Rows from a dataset
<<<<

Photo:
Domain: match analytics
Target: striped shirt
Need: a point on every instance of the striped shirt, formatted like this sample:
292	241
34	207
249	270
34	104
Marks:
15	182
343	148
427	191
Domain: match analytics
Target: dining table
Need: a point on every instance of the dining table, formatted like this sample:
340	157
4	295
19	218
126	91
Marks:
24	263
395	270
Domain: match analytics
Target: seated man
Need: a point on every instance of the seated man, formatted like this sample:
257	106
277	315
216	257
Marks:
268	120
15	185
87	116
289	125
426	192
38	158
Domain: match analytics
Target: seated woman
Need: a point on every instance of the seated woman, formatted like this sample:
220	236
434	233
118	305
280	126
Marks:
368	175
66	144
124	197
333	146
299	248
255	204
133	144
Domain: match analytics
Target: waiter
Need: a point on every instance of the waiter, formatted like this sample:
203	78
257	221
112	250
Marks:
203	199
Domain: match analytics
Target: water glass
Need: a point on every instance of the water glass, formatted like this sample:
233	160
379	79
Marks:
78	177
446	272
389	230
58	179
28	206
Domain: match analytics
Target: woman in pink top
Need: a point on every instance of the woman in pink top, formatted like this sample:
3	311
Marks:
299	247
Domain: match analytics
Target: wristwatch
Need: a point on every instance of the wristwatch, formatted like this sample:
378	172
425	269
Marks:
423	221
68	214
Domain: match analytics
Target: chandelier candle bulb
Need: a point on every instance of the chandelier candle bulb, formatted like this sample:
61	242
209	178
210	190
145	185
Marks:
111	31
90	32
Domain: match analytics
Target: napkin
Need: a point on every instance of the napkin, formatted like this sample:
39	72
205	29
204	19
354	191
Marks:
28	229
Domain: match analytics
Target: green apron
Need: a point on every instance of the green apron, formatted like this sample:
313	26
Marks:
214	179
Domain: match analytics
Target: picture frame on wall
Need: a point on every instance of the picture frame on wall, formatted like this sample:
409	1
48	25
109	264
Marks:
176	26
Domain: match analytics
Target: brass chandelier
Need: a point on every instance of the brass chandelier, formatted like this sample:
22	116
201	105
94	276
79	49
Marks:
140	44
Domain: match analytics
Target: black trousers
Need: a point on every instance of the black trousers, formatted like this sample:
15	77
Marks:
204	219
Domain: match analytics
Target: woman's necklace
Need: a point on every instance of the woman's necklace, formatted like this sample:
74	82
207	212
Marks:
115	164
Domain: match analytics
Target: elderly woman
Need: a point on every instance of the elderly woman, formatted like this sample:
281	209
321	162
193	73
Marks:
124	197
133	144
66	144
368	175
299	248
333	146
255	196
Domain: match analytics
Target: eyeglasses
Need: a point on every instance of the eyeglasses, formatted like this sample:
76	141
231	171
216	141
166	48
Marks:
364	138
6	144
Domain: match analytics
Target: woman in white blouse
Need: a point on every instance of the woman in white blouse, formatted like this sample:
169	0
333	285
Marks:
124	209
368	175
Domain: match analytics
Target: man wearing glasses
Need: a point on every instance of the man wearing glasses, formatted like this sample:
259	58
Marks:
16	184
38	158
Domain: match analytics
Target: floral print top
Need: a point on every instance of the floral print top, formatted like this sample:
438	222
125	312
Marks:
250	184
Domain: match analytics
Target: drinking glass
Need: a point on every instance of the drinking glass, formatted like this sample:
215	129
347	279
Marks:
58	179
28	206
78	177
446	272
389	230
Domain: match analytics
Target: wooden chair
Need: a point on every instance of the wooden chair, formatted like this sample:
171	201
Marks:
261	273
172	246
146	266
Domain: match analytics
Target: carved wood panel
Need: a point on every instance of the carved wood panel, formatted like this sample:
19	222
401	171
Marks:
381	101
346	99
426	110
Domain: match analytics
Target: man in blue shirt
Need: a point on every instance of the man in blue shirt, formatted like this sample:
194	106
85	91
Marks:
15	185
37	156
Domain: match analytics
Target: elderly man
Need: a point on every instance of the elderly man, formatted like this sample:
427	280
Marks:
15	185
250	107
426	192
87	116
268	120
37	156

>>>>

▸ Problem to solve
Quote all the records exactly, please, leaving none out.

▸ Expected answer
Photo:
Domain: match analytics
Target: striped shirt
Need: a point on every instance of the striped shirt, formatted like this sample:
292	241
34	207
249	270
34	104
Marks:
15	182
343	148
427	191
Domain: match analytics
Target: dining table
Need: a point on every instance of the dining table, formatted like this sample:
340	157
4	295
19	218
126	91
Marks:
24	263
395	270
Domain: match analytics
Target: seated man
Need: a point on every instance of the seated man, formatted like this sample:
257	106
277	315
216	257
Marks:
268	120
15	185
87	116
289	125
426	192
38	158
Domain: match analytics
Target: seated woman
Need: a point on every instance of the seated woman, formatted like this sample:
220	236
434	233
118	305
280	126
Marks:
368	175
66	144
124	197
333	146
299	248
255	204
133	144
Domain: match analytics
Target: waiter
Need: a point on every instance of the waiter, formatted like this sample:
203	78
257	221
112	250
Marks:
203	199
Domain: match analytics
Target: water glass
Need: a point on every instance of the water glass, formatted like this sample:
233	160
379	79
Marks:
78	177
446	272
389	230
58	179
28	206
Domain: match analytics
Target: woman in pink top
Need: a point on every instance of the woman in pink top, formatted like this sample:
3	311
Marks:
299	247
Domain: match analytics
Target: wristwatch
Need: a point on every instance of the wristwatch, formatted like this sample:
378	172
425	269
Marks:
423	221
68	214
Domain: match analytics
Target: chandelier candle bulb
Need: a point on every instance of the chandelier candle bulb, formatted like this sample:
61	242
209	178
210	190
145	185
Marks:
111	31
90	32
Domain: match analytics
Target: napkin
Need: a point on every instance of the napkin, formatted like this sample:
39	72
205	29
204	19
354	191
Marks:
28	229
Domain: match analytics
Target: green apron
Need: a point on every instance of the green apron, formatted like this sample:
313	26
Marks:
214	179
Domain: match analytics
Target: picture frame on wall
Need: a point on every instance of the picture frame on wall, formatted like this sample:
409	1
48	25
109	264
Marks:
176	26
Domain: match analytics
Target: brass chandelier
Need: a point on every instance of the brass chandelier, formatted like this sample:
22	116
201	105
94	276
79	49
Marks:
140	44
Domain: match analytics
Target: black trousers
Need: a point on every instance of the black trousers, formatted like this sample:
15	77
Marks:
204	219
Domain: match analytics
Target: woman's necklace
Need: a point on every instance of the woman's necklace, formatted like this sample:
74	82
207	212
Marks:
115	164
Domain: match analytics
Target: elderly woman
Need: a point on every instance of the elderly woman, formatted like this sample:
281	209
321	162
193	73
Marks:
124	197
133	144
66	144
368	175
299	248
333	146
255	196
Domain: match analytics
Target: eyeglasses
Need: a point on every instance of the eyeglasses, formatted like this sample:
76	141
231	171
216	141
166	48
Marks:
364	138
6	144
Domain: match analytics
Target: woman in white blouse
Need: a point on every instance of the woman in white blouse, formatted like this sample:
169	0
333	285
Marks:
124	209
368	175
Domain: match analytics
Target: man wearing glasses
Need: a point on every instance of the man wearing glasses, formatted like this sample:
259	58
Marks:
16	184
38	158
Domain: match analytics
Target: floral print top
Need: a point on every instance of the floral print top, formatted like this sample:
438	222
125	312
Marks:
250	184
Domain: match analytics
Target: drinking glass
Need: a point on every instance of the drinking glass, formatted like this sample:
215	129
347	279
Marks:
58	179
28	206
78	177
446	272
389	230
Domain: match analytics
Target: wooden chair
Need: a point on every instance of the wooden chair, formatted like this sample:
171	201
Marks:
261	273
172	246
146	266
Domain: match analytics
Target: carved wood panel
Need: a point on every instance of the carved wood panel, formatted like this sample:
19	222
401	171
Marks:
381	101
346	99
426	110
Domain: match analytics
Target: man in blue shirt
Need: a point on every instance of the man in blue shirt, formatted like this sample:
194	106
85	91
Marks:
15	185
37	156
Domain: match analytics
Target: elderly man
Need: a point on every instance of the elderly man, formatted like this sample:
427	280
Marks:
15	185
250	107
426	192
87	116
268	120
37	156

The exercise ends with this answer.